• _Trecho selecionado_
E só eles sabiam quais eram as cenas e os figurantes.
A gente ficava escondido, filmava o take...
e depois conferia se não havia ninguém olhando.
Se o take tinha saído muito bom, pouca gente olhava para a câmera.
Foi muito complicado! Foi uma loucura!
Também foi um processo em que nossa produtora Maria Ramirez Jou...
colaborou muito para que tudo corresse bem.
Mas foi muito difícil,
porque era um lugar real onde pessoas trabalhavam,
então era incontrolável!
Filmamos num total de 44 dias,
e também tínhamos muito pouco tempo à noite para filmar.
Porque esse lugar...
A maior parte do filme acontece à noite.
Eu escrevi assim pensando que à noite seria mais fácil de filmar,
mas não é bem assim.

• _A tarefa_
Redigite sem nenhuma alteração a parte do trecho sobre as filmagens que começa em "Se o take tinha" e segue até "noite para filmar.".

• _Linhas armazenadas_
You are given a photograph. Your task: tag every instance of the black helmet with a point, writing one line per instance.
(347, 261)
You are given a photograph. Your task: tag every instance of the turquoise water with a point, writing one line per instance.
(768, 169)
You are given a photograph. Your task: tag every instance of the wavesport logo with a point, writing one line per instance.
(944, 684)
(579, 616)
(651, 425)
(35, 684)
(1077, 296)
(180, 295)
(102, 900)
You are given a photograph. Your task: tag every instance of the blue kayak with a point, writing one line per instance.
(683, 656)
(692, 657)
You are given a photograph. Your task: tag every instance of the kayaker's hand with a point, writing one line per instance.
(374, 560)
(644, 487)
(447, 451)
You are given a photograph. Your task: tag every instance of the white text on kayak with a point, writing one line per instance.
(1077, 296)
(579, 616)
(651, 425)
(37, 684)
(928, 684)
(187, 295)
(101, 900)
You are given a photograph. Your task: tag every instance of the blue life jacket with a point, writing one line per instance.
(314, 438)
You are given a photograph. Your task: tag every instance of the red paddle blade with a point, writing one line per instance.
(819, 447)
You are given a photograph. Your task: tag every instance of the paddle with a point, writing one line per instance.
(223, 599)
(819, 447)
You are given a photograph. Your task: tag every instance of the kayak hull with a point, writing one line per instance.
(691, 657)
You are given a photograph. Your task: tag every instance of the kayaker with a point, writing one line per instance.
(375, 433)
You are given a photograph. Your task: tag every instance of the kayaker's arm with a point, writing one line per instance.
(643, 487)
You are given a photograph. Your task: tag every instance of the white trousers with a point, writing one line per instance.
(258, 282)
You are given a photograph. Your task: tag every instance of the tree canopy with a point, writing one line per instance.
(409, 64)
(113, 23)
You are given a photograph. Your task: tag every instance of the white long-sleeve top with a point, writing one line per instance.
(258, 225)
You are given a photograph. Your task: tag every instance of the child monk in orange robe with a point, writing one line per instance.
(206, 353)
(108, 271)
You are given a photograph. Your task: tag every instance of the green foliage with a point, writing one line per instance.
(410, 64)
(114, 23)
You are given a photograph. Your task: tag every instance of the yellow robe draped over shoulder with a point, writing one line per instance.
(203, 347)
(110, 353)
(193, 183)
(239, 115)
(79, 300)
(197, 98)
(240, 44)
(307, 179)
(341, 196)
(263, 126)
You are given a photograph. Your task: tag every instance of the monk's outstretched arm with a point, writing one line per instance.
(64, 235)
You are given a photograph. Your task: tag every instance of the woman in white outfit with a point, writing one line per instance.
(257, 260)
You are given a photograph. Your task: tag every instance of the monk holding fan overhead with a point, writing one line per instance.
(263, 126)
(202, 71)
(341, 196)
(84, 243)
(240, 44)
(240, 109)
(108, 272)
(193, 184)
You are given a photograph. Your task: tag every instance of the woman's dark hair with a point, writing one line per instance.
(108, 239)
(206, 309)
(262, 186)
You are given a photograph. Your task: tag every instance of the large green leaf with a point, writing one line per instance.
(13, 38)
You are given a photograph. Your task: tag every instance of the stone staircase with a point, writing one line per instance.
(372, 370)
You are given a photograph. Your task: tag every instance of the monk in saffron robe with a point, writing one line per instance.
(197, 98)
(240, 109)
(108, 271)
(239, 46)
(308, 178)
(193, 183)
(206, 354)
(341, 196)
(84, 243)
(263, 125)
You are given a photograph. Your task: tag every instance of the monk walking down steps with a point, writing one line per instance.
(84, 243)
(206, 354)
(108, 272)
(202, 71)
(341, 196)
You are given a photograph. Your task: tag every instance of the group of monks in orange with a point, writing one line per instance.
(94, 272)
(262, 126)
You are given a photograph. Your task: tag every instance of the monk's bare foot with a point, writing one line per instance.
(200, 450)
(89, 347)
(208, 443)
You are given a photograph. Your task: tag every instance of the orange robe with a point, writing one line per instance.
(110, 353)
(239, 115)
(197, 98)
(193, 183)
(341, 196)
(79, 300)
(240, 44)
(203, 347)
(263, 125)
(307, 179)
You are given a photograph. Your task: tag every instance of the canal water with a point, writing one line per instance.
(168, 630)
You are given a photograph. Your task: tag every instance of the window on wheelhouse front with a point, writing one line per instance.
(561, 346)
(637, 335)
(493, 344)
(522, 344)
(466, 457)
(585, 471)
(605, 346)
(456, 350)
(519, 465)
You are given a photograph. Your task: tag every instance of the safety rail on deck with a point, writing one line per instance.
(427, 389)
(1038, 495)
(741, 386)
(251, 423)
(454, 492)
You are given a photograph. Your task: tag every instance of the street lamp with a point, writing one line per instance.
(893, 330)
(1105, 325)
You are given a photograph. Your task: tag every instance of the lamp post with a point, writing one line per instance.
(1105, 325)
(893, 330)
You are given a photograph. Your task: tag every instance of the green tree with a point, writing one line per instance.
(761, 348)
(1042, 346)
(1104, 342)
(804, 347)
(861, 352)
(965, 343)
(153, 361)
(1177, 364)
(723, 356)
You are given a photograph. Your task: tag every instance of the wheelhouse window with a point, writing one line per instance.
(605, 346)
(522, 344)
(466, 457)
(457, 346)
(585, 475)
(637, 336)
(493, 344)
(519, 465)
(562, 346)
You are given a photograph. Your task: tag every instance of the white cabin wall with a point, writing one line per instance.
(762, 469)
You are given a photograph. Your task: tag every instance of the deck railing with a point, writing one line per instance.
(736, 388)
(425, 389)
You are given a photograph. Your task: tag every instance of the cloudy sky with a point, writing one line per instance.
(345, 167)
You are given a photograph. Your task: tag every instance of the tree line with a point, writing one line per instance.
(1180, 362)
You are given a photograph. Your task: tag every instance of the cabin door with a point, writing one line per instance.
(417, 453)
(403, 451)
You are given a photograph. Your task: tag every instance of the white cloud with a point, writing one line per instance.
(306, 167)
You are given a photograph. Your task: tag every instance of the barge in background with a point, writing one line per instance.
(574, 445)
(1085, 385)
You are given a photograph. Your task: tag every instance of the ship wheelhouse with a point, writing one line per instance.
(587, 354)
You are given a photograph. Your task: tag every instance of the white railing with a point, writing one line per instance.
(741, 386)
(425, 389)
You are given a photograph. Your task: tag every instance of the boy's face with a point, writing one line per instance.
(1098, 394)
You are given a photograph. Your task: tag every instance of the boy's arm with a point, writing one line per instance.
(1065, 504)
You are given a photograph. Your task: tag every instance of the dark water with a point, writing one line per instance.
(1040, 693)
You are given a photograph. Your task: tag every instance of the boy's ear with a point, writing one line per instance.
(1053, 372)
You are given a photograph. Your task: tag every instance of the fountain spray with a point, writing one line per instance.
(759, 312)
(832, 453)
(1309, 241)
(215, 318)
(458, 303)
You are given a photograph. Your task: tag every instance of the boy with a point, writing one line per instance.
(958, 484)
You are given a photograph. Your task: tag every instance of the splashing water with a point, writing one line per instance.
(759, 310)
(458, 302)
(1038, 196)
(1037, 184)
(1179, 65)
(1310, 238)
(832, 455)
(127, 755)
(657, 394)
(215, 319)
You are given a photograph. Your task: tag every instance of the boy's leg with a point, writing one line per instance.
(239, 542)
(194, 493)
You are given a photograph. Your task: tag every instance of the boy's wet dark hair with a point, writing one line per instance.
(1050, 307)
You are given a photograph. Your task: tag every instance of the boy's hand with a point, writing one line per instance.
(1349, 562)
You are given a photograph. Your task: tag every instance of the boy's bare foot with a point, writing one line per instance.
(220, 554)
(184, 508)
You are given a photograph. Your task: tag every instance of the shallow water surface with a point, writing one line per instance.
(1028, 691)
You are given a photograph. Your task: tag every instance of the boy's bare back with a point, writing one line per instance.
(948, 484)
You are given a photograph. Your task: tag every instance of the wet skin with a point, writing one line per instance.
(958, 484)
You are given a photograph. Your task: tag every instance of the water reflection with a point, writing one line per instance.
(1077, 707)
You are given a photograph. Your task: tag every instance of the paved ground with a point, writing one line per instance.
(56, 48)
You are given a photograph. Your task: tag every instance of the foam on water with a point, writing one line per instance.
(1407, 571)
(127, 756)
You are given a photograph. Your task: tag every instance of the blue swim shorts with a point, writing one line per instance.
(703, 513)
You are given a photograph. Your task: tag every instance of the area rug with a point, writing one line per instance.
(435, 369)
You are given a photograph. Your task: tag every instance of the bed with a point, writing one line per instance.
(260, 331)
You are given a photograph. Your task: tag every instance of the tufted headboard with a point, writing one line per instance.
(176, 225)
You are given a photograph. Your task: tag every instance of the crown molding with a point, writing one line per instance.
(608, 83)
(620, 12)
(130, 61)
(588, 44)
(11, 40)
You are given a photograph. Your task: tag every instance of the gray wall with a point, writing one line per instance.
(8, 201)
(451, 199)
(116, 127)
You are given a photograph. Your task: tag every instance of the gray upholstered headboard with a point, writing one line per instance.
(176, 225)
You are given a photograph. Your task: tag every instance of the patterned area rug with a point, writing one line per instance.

• _Saída completa_
Se o take tinha saído muito bom, pouca gente olhava para a câmera.
Foi muito complicado! Foi uma loucura!
Também foi um processo em que nossa produtora Maria Ramirez Jou...
colaborou muito para que tudo corresse bem.
Mas foi muito difícil,
porque era um lugar real onde pessoas trabalhavam,
então era incontrolável!
Filmamos num total de 44 dias,
e também tínhamos muito pouco tempo à noite para filmar.